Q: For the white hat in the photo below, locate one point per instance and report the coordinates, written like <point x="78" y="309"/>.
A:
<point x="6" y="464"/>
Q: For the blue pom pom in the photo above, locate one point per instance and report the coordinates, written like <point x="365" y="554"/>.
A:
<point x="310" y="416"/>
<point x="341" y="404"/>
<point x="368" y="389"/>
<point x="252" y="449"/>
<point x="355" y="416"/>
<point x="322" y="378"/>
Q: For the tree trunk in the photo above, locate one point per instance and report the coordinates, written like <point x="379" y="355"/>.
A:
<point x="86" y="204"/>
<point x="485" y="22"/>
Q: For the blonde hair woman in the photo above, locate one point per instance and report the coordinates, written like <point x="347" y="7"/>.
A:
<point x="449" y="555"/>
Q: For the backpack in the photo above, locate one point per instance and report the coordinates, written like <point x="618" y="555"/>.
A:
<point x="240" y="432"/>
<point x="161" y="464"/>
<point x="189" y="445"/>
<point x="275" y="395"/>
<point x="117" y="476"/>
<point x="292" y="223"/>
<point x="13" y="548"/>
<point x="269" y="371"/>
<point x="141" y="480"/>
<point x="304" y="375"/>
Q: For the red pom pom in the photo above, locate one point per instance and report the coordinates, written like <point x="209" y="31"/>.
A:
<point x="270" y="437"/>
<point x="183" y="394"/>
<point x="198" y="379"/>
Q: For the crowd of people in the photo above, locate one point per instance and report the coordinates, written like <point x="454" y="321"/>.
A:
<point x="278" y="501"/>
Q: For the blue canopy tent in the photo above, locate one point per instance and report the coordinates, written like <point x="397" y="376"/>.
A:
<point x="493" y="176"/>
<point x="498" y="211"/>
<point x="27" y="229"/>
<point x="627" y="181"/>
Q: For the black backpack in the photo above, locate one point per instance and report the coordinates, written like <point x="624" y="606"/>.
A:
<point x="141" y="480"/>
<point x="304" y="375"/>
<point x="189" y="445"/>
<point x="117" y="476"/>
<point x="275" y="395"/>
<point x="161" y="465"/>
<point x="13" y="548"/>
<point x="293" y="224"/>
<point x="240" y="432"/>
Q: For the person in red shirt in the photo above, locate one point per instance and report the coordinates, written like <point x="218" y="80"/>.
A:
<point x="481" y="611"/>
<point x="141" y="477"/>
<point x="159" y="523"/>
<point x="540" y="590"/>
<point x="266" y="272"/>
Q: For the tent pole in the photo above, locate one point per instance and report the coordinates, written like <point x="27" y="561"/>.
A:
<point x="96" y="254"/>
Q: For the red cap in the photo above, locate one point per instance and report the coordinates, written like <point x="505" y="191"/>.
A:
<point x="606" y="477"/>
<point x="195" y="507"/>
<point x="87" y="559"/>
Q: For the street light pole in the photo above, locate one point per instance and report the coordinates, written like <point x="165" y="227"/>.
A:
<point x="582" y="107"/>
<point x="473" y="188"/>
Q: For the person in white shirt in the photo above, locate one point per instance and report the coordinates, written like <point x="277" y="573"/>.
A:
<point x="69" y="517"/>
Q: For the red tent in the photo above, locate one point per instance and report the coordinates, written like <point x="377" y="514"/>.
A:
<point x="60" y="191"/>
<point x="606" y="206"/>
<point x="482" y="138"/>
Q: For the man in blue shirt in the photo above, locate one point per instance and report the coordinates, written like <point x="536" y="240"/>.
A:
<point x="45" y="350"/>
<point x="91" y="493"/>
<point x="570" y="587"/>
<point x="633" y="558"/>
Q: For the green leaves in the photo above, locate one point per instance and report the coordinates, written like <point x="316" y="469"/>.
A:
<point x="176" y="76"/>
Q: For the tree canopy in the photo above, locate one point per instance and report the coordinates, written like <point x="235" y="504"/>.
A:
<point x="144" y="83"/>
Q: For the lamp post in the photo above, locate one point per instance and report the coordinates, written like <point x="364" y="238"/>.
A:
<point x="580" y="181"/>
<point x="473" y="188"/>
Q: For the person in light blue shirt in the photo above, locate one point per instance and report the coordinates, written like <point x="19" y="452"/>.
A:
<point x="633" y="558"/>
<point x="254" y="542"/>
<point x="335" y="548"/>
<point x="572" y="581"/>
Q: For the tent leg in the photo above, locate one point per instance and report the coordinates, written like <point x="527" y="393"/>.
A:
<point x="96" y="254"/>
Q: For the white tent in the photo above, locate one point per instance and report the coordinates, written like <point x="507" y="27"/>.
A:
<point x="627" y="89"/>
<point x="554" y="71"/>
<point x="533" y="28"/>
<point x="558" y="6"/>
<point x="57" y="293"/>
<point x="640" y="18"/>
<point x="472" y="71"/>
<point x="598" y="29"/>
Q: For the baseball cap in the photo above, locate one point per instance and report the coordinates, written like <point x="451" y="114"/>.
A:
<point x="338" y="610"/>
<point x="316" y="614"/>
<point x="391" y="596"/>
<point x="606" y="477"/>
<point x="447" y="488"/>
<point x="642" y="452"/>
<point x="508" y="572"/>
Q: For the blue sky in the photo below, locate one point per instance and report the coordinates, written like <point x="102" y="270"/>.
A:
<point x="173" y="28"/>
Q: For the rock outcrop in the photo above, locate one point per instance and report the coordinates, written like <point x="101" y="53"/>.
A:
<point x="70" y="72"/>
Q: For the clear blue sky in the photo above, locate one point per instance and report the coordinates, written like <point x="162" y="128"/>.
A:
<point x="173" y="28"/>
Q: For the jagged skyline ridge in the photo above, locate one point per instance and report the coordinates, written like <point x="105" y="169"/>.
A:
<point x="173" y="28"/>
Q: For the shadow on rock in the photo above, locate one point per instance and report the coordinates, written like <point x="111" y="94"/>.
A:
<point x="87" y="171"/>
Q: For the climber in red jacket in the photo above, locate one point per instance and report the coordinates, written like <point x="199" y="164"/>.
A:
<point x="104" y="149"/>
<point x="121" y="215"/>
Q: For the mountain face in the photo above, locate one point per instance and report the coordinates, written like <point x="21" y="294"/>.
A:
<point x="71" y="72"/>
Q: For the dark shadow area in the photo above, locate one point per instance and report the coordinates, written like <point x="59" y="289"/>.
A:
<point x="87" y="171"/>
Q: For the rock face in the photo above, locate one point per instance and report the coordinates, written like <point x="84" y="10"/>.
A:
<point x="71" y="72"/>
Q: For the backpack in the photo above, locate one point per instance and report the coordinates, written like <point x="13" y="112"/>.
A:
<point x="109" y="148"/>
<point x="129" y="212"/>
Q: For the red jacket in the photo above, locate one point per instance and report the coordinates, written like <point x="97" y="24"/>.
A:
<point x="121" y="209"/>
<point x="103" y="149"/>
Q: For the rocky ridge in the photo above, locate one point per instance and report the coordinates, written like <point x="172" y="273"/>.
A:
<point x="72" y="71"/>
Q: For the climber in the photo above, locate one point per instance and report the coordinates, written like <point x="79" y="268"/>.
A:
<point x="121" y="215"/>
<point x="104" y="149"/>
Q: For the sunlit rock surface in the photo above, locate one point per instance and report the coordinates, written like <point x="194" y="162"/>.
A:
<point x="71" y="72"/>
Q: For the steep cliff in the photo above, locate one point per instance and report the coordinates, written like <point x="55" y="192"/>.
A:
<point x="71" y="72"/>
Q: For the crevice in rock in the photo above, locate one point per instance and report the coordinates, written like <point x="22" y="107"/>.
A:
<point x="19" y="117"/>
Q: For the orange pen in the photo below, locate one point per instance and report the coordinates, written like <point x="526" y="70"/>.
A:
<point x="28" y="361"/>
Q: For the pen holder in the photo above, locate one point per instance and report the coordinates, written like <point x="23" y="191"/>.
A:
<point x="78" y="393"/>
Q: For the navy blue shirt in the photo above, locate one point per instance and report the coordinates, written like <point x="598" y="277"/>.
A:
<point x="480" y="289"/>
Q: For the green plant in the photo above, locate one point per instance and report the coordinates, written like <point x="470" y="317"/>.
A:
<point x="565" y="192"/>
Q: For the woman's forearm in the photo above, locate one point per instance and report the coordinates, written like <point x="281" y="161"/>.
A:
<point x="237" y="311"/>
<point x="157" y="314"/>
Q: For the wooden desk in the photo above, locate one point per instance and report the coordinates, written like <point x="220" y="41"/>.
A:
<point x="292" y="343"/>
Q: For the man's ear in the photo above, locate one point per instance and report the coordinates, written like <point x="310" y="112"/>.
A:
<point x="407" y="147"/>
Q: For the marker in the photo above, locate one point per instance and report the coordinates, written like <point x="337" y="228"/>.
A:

+ + + + + + +

SET TASK:
Would you quote, exactly and only, the lines from the one containing "Q: For the green plant" to the end of the entries?

RESPONSE TO THE TASK:
Q: For the green plant in the photo above, locate one point per instance and report the coordinates, written like <point x="470" y="317"/>.
A:
<point x="565" y="192"/>
Q: For the woman's forearm in the photo above, locate one point per instance and report the coordinates, written like <point x="281" y="161"/>.
A:
<point x="237" y="311"/>
<point x="157" y="314"/>
Q: For the wooden desk in the photo above, locate one point per instance and report the coordinates, written like <point x="220" y="41"/>.
A:
<point x="292" y="343"/>
Q: For the man's ear in the photo above, locate one point per instance and report the coordinates, written like <point x="310" y="112"/>.
A:
<point x="407" y="147"/>
Q: For the marker in the photo above, locate one point per instance and report the coordinates, written like <point x="337" y="228"/>.
A:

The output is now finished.